-- begin DATA EXTRACT --

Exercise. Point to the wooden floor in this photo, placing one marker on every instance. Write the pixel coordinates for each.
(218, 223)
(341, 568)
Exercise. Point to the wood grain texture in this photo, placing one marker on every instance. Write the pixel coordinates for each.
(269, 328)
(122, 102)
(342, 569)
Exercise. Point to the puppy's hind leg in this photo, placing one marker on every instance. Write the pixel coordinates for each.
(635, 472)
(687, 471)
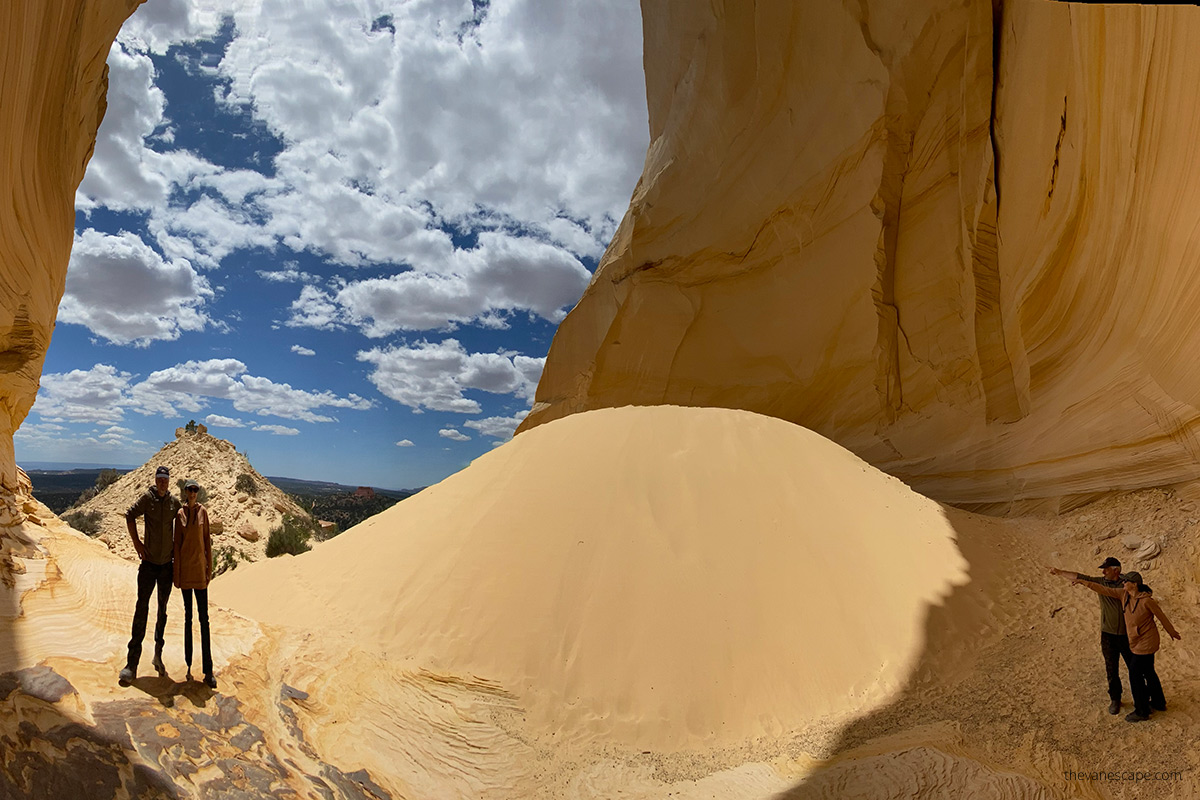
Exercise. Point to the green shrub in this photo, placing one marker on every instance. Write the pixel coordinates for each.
(225, 559)
(246, 483)
(201, 497)
(85, 522)
(289, 537)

-- end DATA EXTRACT --

**GOAL OF THE EXERCISE:** Edit the rows above so that "in this photo" is replaced by "in this image" wherever it occurs, keeping everything else the same. Leave the pictures out of your answer.

**COMPLETED EXERCISE:**
Exercise. Point to the wooden floor in this image, placing one marker on every instance. Write the pixel coordinates for each.
(218, 223)
(341, 568)
Exercise. Point to the wood grain texture in this image, placing one marker on every instance. Write the pixel coordinates for each.
(269, 328)
(122, 102)
(342, 569)
Exercise. Point to the puppy's hind leg in this image, placing one marker on every instance. Write the pixel coordinates for each.
(635, 472)
(687, 471)
Exercise. Point to the green shrub in this image, placing one marker on every instance. Write the pixel coordinates for each.
(225, 559)
(246, 483)
(201, 497)
(85, 522)
(289, 537)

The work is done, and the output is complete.